--- Start Records to use ---
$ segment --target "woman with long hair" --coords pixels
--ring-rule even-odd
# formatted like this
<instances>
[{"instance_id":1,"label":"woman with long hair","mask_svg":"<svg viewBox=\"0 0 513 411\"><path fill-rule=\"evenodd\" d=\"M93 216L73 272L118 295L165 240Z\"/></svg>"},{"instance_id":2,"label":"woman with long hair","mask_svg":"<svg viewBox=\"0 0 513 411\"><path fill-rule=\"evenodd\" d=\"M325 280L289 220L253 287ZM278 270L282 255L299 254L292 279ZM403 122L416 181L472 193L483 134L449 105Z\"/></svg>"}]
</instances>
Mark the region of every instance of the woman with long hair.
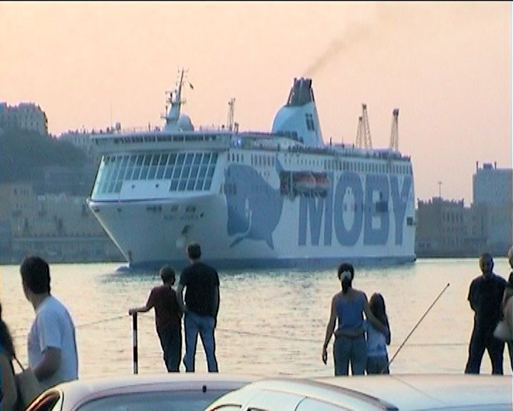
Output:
--- End Records to use ---
What you have to do: Return every line of the items above without any change, leaving out the pictures.

The response:
$ segment --target "woman with long hair" --coords pixels
--ring-rule even-odd
# formatted like this
<instances>
[{"instance_id":1,"label":"woman with long hair","mask_svg":"<svg viewBox=\"0 0 513 411\"><path fill-rule=\"evenodd\" d=\"M93 216L73 272L118 295L165 240Z\"/></svg>"},{"instance_id":2,"label":"woman with long hair","mask_svg":"<svg viewBox=\"0 0 513 411\"><path fill-rule=\"evenodd\" d=\"M325 280L289 220L253 287ZM278 270L282 255L299 254L292 279ZM403 122L416 181L472 193L483 134L449 105Z\"/></svg>"}]
</instances>
Mark the region of every instance of the woman with long hair.
Output:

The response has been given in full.